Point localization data
══════

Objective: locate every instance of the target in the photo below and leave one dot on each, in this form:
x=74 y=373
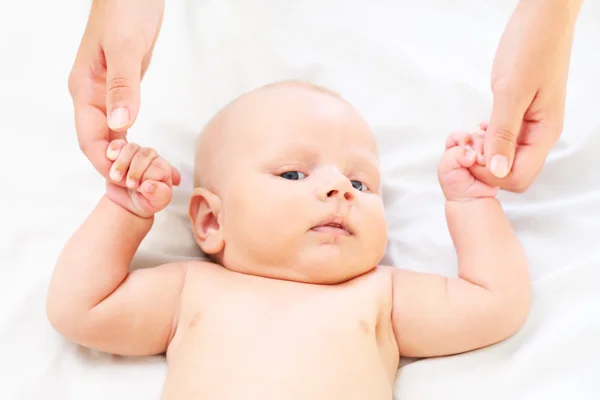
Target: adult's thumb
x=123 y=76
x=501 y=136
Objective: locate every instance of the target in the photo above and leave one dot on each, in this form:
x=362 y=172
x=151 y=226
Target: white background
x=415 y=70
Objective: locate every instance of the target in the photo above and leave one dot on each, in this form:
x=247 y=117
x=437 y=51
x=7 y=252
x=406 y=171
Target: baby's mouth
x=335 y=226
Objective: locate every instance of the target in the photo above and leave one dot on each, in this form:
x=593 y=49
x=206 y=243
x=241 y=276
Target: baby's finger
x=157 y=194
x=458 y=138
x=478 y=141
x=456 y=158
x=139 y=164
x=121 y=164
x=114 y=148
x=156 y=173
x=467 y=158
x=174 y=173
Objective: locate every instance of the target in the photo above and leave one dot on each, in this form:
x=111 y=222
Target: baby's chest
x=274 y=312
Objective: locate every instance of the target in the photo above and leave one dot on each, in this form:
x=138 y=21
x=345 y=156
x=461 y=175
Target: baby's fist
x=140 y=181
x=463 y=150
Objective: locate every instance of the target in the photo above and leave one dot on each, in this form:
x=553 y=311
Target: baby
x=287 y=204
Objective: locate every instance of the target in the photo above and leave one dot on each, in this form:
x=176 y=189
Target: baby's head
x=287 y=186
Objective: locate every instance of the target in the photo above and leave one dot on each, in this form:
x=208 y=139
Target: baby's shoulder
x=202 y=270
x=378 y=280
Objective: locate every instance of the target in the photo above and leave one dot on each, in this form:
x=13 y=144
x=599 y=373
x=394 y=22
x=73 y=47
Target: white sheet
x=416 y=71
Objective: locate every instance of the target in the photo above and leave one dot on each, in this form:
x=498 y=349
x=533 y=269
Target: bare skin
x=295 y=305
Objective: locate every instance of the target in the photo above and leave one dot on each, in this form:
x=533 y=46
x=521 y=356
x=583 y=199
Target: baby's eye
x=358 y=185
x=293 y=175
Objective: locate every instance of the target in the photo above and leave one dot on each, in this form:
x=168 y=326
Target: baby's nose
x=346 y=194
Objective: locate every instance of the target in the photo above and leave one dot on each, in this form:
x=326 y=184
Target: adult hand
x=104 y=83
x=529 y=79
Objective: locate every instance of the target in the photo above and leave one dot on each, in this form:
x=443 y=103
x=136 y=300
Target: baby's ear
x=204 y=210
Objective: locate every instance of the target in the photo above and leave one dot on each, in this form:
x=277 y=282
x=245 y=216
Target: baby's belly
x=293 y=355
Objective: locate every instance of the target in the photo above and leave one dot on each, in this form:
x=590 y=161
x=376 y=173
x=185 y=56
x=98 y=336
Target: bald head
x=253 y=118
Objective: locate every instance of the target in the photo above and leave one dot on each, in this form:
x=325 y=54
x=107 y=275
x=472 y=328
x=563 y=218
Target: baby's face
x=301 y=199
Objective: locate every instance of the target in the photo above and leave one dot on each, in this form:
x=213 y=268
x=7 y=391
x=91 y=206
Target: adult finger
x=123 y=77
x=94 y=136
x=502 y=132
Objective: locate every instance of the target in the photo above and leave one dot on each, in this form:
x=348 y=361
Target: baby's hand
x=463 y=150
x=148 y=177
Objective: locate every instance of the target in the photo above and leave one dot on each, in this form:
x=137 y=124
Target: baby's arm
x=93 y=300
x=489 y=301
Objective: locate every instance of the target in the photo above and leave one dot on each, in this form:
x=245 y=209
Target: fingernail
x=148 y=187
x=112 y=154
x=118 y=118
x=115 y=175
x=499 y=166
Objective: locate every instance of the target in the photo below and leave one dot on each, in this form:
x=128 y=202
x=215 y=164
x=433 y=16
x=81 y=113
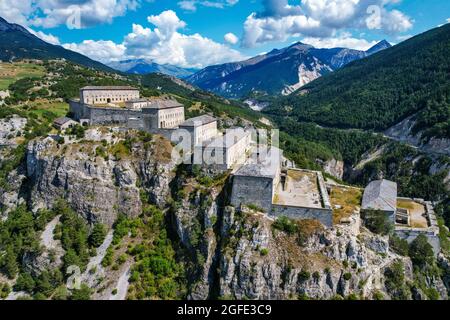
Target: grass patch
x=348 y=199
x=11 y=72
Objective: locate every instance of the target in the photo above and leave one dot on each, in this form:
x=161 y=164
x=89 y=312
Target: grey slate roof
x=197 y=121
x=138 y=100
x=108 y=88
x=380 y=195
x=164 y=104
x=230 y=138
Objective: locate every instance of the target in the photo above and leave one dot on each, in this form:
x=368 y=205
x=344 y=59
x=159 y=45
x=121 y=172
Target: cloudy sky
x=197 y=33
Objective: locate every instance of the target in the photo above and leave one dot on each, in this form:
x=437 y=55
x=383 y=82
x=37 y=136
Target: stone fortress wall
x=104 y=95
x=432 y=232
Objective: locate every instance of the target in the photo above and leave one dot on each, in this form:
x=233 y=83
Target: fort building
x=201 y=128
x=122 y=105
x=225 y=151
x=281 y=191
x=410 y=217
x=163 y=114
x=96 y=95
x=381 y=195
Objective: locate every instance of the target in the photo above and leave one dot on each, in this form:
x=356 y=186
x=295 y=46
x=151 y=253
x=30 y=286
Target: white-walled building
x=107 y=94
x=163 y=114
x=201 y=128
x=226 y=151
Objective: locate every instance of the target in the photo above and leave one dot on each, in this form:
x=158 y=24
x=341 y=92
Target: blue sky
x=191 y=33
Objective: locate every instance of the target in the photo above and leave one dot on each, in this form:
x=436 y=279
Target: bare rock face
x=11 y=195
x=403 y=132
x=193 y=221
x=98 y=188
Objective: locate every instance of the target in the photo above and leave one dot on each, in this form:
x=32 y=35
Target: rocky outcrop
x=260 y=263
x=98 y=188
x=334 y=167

══════

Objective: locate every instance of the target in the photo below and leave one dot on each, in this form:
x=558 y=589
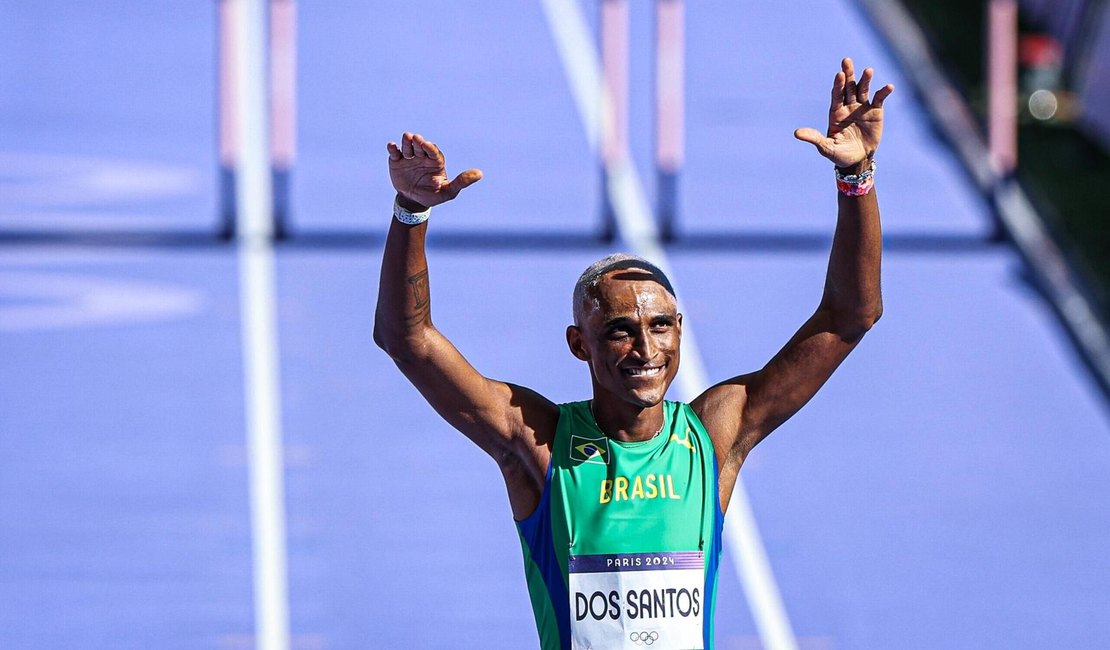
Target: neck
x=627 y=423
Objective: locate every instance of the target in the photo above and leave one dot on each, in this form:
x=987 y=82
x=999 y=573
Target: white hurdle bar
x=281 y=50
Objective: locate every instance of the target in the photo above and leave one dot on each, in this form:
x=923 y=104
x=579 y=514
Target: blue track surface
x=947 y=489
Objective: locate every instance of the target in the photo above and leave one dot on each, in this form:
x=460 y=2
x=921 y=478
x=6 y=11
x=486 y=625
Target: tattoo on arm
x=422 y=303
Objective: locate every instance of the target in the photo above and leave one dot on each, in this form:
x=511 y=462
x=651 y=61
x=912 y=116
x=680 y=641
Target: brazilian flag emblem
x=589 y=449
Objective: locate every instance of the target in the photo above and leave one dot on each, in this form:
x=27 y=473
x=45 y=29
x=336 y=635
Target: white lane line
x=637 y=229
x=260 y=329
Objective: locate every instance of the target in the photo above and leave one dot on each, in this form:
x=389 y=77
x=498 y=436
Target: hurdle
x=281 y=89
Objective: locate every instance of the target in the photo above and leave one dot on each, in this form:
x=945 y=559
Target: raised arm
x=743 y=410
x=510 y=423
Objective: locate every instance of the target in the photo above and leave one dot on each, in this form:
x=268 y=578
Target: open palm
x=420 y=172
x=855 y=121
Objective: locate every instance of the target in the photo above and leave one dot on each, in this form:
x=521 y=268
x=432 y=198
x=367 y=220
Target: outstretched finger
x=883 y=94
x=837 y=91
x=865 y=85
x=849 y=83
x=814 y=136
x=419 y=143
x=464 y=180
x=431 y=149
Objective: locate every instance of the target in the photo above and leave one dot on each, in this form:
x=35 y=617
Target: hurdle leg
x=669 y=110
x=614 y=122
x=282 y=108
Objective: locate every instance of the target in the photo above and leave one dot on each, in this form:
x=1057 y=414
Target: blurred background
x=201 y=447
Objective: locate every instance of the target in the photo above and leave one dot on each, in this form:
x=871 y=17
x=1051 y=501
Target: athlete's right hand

══════

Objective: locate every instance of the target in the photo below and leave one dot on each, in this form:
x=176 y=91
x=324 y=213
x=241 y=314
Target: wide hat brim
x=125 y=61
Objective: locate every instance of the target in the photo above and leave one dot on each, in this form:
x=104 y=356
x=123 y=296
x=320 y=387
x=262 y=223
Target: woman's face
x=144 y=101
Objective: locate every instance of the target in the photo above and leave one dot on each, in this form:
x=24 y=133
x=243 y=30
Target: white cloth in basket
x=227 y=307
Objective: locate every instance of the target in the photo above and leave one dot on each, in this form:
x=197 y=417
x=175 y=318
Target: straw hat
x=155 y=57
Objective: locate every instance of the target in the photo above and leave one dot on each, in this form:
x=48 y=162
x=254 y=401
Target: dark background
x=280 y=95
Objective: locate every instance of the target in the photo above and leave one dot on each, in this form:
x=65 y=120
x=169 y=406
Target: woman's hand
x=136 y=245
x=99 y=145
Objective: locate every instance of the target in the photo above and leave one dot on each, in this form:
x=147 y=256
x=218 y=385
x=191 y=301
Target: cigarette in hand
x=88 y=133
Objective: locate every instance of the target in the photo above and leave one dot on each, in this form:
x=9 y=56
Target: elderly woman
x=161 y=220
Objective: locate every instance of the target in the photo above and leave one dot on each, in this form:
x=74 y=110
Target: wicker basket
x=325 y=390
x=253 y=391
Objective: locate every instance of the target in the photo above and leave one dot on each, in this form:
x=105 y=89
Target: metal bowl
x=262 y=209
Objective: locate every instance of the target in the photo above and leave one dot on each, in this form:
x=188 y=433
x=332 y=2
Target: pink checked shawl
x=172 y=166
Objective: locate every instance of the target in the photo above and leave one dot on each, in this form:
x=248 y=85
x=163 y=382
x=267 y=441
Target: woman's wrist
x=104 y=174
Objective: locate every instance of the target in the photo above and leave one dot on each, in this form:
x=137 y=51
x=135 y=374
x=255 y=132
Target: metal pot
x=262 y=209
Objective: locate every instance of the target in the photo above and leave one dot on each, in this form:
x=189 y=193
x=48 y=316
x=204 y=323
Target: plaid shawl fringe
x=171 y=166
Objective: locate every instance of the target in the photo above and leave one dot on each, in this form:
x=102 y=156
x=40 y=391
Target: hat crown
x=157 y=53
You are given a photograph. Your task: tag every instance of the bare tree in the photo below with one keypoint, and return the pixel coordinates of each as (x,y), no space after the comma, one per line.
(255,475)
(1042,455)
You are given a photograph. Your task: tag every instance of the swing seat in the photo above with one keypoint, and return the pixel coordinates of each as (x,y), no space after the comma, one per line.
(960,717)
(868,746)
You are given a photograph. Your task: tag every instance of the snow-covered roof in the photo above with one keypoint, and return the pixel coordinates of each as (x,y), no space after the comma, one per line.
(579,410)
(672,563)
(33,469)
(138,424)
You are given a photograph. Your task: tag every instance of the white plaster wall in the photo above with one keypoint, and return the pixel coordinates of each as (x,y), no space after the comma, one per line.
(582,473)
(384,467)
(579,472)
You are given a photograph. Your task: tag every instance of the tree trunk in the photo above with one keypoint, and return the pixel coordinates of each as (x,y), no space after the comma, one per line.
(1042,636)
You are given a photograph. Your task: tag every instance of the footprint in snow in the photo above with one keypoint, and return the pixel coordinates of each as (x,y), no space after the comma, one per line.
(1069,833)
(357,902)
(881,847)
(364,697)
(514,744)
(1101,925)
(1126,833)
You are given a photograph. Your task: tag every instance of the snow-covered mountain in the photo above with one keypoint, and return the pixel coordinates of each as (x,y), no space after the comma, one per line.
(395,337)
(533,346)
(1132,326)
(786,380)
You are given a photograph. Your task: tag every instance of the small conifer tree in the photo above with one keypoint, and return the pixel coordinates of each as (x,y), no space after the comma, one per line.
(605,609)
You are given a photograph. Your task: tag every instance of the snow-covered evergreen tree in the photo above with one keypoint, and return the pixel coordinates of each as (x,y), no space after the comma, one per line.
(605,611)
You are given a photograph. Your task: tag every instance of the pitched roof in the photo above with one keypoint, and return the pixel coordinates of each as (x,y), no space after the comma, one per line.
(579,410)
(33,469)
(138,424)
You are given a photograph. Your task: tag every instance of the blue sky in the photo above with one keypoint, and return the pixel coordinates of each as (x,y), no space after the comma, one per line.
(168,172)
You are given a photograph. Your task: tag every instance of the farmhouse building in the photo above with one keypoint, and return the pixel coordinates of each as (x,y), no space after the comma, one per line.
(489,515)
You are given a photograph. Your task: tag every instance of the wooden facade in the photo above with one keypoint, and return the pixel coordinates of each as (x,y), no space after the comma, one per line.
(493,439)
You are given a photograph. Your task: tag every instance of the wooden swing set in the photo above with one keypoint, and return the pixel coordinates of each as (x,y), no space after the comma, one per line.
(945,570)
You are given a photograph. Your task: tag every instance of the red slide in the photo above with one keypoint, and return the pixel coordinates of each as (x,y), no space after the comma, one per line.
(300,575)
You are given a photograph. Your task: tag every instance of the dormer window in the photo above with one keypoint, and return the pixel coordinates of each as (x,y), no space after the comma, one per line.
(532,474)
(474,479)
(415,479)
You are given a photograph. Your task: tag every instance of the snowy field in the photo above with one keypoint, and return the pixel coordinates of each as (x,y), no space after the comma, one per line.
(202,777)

══════

Return a word-for-word copy of the lines above from the one holding "x=218 y=385" through the one holding "x=204 y=323", with both of them included and nothing besides.

• Solution to this exercise:
x=218 y=385
x=191 y=301
Target: cigarette in hand
x=88 y=133
Objective: locate every instance of the target in the photo above and leave one dot on each, in this form:
x=9 y=56
Target: elderly woman
x=161 y=220
Objective: locate every instance of the target in the photo above and leave one dot on each, in this form:
x=74 y=110
Target: wicker basket
x=325 y=390
x=253 y=391
Objective: locate every instance of the target in the photo above and leave one dot on each, in this form:
x=105 y=89
Target: metal bowl
x=262 y=209
Objective: locate every instance of the target in the photo above and leave one dot on each, in this form:
x=188 y=433
x=332 y=2
Target: pink checked shawl
x=172 y=166
Objective: locate every instance of the target in the photo above and leave one dot on each, in this form:
x=248 y=85
x=163 y=382
x=267 y=441
Target: woman's wrist
x=104 y=174
Objective: locate every instance of the target in the photo above and leave one dot on each, in this form:
x=137 y=51
x=135 y=374
x=255 y=132
Target: metal pot
x=262 y=209
Objective: locate every instance of the target in the photo above and leave one dot on each, in this form:
x=189 y=193
x=48 y=316
x=204 y=323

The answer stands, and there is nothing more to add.